I didn’t really get to sleep.  It was one of those kinds of half-naps where every few, immeasurable moments, you silently ask yourself “did I actually fall asleep for a second?”  A chime, either real or imagined, stirred me from whichever I was doing at the moment.  I felt a tiny bit more rested, so I must have gotten something.  I was also a bit hungry.  I reached into my stuffed camera bag, relieving it of another nutrition bar.  I munched in the darkness, thinking about nothing in particular.  Once I finished my bar, I looked over my right shoulder onto the wing.

That faint glow in the distance would follow us abnormally long as we soared due west across the Great Plains.  As such, it was hard to tell what time it was.  My phone, which I’d already shifted back two hours to Mountain Time, indicated it was 5:25 AM.  It must be 6:25 where we were, so the first moments of dawn made sense.  We still wouldn’t be on the ground for at least an hour, though.  After snapping some low-light photos, I decided to do the sleep/sort-of-sleep thing for a bit longer.

The sun really was coming up now, and at just before 6 AM Denver time, that’d mean we would be on the ground in about half an hour. 

I looked around the twilight of the cabin.  Most of the passengers were slouched over, trying to get a bit of sleep before what would likely be the continuation of a very long day.  Some had their headphones on, their face buried in their glowing devices.  Some were talking to each other quietly, much like you would to a neighbor on the bus.  Which is fair, because that’s basically what this was.  Not complaining, just observing.

Stored data:
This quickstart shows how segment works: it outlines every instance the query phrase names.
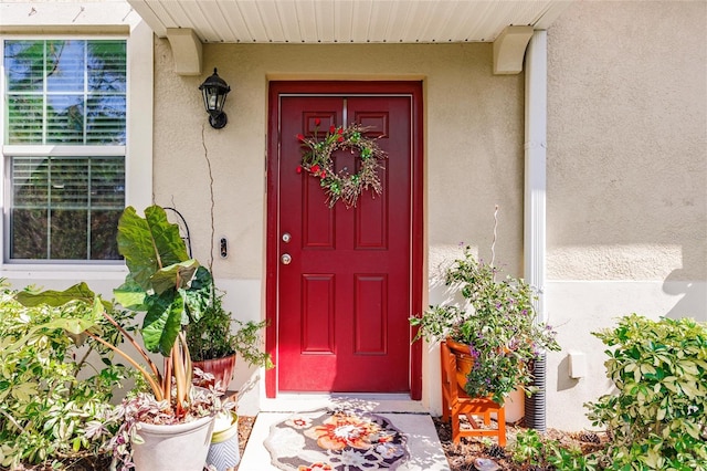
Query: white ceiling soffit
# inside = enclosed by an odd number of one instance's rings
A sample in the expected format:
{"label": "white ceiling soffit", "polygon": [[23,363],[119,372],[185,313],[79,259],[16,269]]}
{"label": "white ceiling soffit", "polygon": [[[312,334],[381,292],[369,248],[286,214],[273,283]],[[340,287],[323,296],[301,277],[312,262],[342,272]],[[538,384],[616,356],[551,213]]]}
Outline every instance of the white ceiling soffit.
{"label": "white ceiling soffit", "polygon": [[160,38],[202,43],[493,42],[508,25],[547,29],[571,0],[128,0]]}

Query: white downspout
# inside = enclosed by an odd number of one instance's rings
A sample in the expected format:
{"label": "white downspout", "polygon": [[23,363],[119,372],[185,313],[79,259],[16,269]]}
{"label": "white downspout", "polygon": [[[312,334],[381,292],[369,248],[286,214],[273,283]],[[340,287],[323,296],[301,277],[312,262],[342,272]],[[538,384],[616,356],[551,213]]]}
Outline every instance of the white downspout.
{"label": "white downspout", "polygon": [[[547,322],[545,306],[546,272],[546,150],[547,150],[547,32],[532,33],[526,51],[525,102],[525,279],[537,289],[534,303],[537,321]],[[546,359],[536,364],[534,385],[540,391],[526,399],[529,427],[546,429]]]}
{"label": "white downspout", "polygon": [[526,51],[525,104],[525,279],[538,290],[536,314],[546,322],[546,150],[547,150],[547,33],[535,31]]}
--
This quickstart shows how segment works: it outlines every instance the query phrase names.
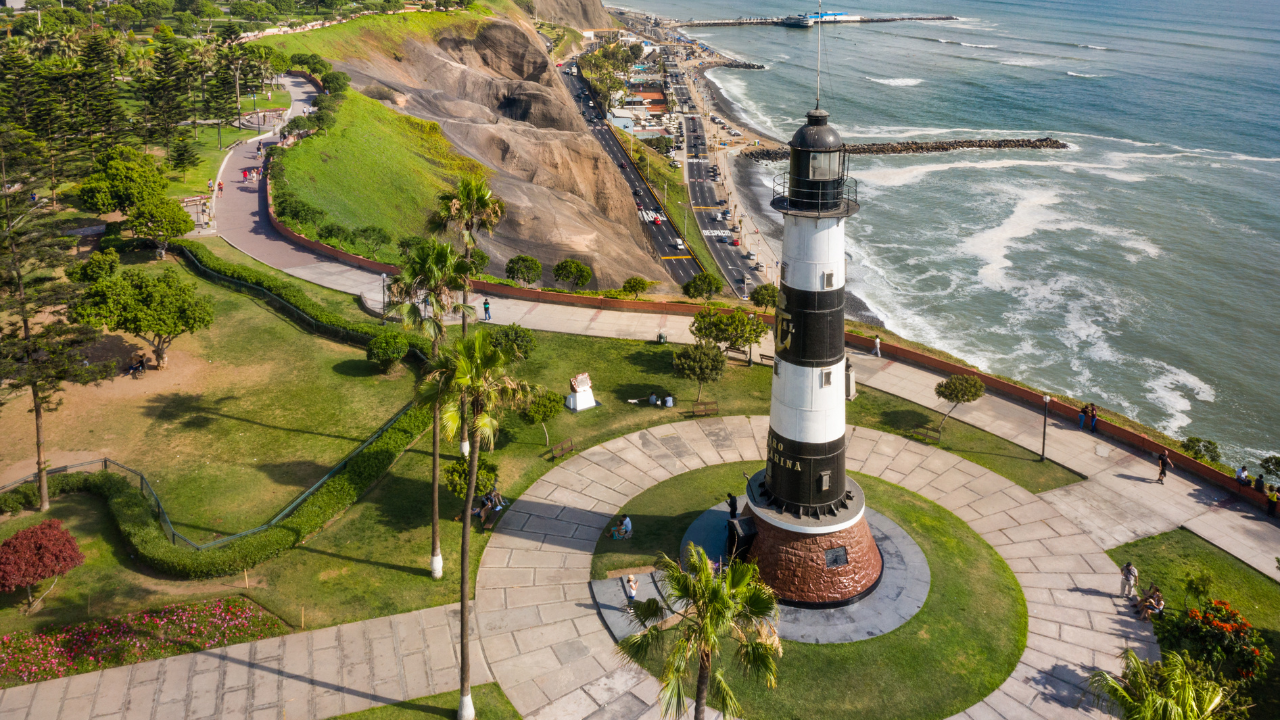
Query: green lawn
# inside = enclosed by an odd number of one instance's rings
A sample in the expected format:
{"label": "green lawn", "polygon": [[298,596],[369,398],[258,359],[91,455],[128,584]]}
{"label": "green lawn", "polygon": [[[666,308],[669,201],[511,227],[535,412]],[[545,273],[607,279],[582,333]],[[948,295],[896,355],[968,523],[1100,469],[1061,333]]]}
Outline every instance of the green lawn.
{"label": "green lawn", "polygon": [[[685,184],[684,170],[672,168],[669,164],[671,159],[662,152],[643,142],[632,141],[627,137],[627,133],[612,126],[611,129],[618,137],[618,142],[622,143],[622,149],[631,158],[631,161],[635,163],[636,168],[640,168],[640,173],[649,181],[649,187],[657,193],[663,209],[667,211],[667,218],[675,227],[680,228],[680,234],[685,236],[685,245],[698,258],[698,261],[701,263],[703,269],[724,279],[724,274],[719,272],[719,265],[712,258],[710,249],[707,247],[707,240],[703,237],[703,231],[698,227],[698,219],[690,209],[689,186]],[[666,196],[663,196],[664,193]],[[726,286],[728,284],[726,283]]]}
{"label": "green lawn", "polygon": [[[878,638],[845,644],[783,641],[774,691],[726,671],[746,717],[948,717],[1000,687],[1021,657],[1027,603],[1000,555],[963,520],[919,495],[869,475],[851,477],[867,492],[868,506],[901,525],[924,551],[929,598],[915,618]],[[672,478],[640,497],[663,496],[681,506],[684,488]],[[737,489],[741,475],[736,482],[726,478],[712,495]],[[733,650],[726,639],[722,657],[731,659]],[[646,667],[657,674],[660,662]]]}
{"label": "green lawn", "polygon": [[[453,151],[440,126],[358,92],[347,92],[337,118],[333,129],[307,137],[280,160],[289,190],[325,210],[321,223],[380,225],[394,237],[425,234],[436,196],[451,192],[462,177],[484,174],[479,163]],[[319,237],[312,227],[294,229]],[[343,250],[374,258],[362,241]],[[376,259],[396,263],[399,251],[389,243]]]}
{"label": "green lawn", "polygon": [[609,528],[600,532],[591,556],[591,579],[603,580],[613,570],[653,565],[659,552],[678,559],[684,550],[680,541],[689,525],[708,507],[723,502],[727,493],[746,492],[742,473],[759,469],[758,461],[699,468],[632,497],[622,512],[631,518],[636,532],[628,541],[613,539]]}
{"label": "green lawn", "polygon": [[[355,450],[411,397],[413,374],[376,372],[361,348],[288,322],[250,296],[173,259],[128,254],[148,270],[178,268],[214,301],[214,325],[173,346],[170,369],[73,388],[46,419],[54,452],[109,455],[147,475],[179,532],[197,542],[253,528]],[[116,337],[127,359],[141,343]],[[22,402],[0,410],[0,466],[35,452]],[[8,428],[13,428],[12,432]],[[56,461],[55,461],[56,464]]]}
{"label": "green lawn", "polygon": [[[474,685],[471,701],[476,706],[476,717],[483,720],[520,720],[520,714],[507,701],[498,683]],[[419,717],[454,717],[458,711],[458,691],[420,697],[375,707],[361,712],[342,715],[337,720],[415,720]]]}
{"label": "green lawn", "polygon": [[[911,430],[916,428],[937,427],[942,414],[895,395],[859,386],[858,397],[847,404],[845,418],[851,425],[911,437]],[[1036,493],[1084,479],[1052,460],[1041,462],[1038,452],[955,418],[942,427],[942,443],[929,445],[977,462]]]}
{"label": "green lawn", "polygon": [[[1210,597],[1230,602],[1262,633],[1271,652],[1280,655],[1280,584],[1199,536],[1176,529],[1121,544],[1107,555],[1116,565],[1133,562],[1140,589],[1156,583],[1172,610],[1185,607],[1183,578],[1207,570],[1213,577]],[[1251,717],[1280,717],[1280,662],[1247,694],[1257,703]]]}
---
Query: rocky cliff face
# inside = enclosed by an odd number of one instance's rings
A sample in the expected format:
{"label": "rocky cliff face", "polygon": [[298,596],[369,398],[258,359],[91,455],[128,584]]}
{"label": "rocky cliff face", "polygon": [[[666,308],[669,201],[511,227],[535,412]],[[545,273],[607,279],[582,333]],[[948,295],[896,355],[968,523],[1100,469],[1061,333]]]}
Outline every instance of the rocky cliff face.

Exercises to complete:
A: In the stored data entries, rewrite the part that opens with the line containing "Query: rocky cliff face" and closes with the line containing "Outline every instance of the rocky", swapping "rocky cliff face" for "sandstone cliff face" and leaving everything else as it is.
B: Extend the account of the overnight flight into Denver, picking up right after its final sentence.

Answer set:
A:
Query: sandstone cliff face
# inside = enclosed by an odd number of one instance's rings
A sample in the expected format:
{"label": "sandstone cliff face", "polygon": [[298,596],[369,398],[258,359],[91,455],[128,584]]}
{"label": "sandstone cliff face", "polygon": [[[666,308],[669,201],[511,227],[535,412]],[[545,273],[607,279],[582,333]],[[948,295],[896,355],[968,523],[1100,469],[1061,333]]]}
Outline every instance of the sandstone cliff face.

B:
I looked outside again, this time down at the earth below us, which was steadily and methodically approaching.  Moreover, I’m not sure we’d started our descent yet.

If I can geek out for a second, I’ve flown from my hometown to Denver several times…on my flight simulator.  I even did this exact flight I’m on from Indianapolis, in a Frontier A321 and everything, simulating the time, weather, and time of year before flying it in real life.  One thing that’s amusing, and admittedly unique, about flying from here to Denver is the subtle, yet drastic elevation change.

Denver is the Mile High City, and not just figuratively.  One place we’ll be visiting on our walk is exactly one mile above sea level.  Louisville and Indianapolis both are below a thousand feet, so when you fly to Denver, you effectively go up thirty-thousand feet and come down twenty-six thousand.  As you make your descent, the Great Plains slope up with you, and before you know it, you’re at ground level.  Unlike landing amongst mountains and huge topographical features, though, you’re landing in a “flatter” part of the world, so it can be quite disorienting as you check your altimeter and see that your current altitude of eight thousand feet doesn’t seem that high.

Denver is at the crossroads of two geographical regions: the High Plains and the Front Range of the Rocky Mountains.  To one side, it’s farmlands for hundreds of miles.  To the other, the broad range of the Rockies sprawls out into the distance.

Based on our location and approach, we’re coming into Denver from the north, and perhaps on the western side of the airport.  That means we won’t see the airport as we land, but it also means we could land on 16R, the longest commercial runway in North America; it’s over three miles long!  Not sure this little Airbus needs that, but it’d be a fun bit of trivia. 

A smooth landing on neighboring 16R and we were on the ground and on our way to the gate.

Denver’s airport is the largest commercial airport in the country by area, so even an on-time landing might mean several minutes in taxiing.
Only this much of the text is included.